→ Data for this exercise:
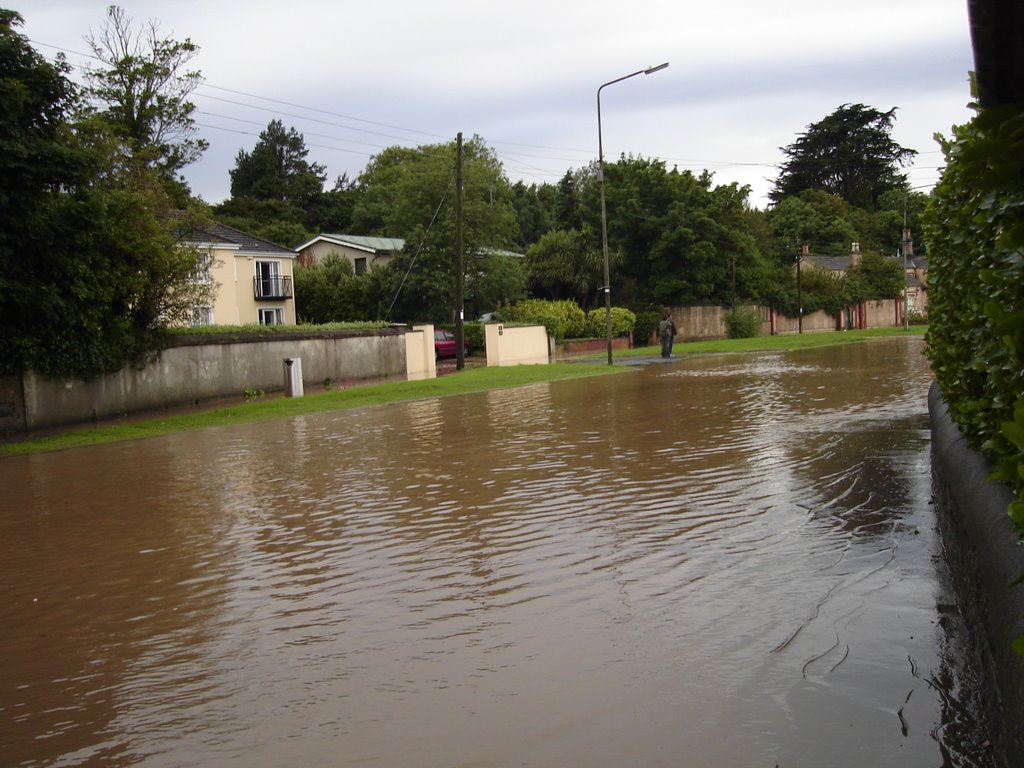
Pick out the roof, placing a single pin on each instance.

--

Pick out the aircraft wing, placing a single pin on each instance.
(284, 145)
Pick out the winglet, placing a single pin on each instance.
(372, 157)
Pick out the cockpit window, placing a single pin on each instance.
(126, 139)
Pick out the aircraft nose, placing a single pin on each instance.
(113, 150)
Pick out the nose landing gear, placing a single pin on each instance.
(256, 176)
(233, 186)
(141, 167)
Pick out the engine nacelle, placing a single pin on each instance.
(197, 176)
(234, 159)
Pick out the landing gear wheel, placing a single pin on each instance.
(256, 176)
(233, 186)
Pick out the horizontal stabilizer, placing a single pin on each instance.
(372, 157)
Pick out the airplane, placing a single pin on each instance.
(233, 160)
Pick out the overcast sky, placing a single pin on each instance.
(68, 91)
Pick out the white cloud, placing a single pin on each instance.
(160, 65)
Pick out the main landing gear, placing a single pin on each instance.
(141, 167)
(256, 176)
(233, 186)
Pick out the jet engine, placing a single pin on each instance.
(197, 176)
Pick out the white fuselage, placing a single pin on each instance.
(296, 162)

→ Task description: Count the lines in the data above that contain the string "engine", matching case exactly. Reply with the number only.

→ Answer to this task: 2